>> start EXCERPTED PASSAGE

In response, the California Democratic Party filed a petition for writ of mandate in the California Court of Appeal, Third Appellate District, seeking an immediate stay and reversal of the Superior Court's order. Democratic Party of California v. Superior Court, 3 Civil No. CO 16017 (1993). The Court of Appeal declined to stay the injunction, but after the election the Court of Appeal granted an alternative writ of mandate and ordered expedited briefing on the merits of the petition. Although briefing was completed in August 1993, the Court of Appeal had neither scheduled oral argument nor taken any action in the case at the time this lawsuit was filed in May 1994.

At its 1994 statewide convention, the California Democratic Party decided to support Delaine Eastin for State Superintendent of Public Instruction in the June 7, 1994, primary election. This is a nonpartisan office. The party produced a slate mailer endorsing Eastin and other candidates. (Decl. of Susan P. Kennedy, filed May 27, 1994, Ex. A).

>> end EXCERPTED PASSAGE
>> start DATA ENTRIES

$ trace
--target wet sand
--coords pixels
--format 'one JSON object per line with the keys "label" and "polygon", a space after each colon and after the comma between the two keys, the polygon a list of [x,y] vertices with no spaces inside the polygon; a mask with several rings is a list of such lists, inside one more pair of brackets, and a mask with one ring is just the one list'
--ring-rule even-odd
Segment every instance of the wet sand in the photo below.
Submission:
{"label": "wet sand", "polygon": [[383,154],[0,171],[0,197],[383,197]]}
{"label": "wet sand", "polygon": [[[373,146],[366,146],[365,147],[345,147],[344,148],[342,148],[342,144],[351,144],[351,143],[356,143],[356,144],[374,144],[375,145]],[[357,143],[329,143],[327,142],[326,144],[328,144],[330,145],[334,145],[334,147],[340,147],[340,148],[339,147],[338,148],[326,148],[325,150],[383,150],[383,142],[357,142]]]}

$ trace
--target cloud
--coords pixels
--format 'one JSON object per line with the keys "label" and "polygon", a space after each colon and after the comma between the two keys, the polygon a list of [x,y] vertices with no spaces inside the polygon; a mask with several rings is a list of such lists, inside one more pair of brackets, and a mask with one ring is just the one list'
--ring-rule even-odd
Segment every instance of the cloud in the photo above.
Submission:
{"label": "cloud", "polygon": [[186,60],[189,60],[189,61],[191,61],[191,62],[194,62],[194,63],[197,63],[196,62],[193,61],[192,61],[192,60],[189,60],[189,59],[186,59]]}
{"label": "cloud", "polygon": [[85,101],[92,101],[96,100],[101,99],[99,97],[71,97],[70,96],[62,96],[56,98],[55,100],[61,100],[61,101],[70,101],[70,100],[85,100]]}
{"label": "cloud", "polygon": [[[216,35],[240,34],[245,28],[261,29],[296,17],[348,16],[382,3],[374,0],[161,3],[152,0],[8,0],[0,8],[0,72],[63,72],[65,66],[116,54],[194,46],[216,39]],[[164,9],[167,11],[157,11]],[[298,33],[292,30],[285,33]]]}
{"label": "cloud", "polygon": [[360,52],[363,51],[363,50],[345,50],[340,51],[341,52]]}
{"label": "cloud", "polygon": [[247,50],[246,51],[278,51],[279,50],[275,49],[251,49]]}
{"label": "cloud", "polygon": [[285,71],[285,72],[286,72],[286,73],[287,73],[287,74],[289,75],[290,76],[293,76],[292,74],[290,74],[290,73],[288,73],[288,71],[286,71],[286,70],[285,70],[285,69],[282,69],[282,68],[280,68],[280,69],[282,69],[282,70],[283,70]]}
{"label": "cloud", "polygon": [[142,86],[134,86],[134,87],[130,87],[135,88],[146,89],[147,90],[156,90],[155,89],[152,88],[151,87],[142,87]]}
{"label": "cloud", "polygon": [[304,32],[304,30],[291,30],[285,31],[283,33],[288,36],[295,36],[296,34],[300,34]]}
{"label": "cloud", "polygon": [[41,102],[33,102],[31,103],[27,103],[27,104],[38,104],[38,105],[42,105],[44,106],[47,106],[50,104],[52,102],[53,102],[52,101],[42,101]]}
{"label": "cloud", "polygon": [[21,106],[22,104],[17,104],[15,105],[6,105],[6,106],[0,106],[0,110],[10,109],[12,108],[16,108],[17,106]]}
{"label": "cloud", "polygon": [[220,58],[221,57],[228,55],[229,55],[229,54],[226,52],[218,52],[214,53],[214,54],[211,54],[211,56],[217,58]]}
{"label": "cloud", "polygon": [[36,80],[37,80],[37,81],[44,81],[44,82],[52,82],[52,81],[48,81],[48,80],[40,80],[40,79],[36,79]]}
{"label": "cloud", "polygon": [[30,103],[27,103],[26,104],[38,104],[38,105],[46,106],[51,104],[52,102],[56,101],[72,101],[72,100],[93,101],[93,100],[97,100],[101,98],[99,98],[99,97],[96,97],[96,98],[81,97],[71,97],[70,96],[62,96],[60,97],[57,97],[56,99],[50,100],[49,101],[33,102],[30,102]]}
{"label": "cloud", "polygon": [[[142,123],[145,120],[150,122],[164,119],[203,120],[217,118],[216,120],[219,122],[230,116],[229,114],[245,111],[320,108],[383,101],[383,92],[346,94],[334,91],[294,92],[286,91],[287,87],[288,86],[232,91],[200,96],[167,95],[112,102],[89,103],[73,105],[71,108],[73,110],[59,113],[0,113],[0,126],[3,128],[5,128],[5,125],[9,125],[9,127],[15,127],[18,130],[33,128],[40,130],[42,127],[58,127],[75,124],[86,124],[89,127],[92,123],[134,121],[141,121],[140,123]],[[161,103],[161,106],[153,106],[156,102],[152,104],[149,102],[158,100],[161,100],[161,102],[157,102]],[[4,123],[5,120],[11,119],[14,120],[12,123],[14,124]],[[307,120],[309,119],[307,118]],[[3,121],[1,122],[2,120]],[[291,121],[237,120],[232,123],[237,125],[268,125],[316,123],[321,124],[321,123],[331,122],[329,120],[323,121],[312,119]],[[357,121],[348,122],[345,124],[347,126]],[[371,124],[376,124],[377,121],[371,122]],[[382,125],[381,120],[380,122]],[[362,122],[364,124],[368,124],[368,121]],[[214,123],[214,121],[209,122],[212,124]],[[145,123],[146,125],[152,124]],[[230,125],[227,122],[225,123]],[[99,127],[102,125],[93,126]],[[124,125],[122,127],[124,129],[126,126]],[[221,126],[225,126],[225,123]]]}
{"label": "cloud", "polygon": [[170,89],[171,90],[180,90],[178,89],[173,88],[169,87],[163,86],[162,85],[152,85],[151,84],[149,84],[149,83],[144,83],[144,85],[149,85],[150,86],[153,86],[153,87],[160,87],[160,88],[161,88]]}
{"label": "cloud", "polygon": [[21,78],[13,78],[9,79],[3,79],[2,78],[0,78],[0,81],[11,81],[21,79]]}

>> end DATA ENTRIES

-- PROBLEM TO WORK ON --
Condense the paragraph beginning "At its 1994 statewide convention" from the excerpted passage above into a short bulleted list that keeps its main facts.

-- ANSWER TO THE PROBLEM --
- At its 1994 statewide convention, the California Democratic Party chose to back Delaine Eastin for State Superintendent of Public Instruction in the June 7, 1994, primary.
- The office is nonpartisan.
- The party produced a slate mailer endorsing Eastin and other candidates (Decl. of Susan P. Kennedy, filed May 27, 1994, Ex. A).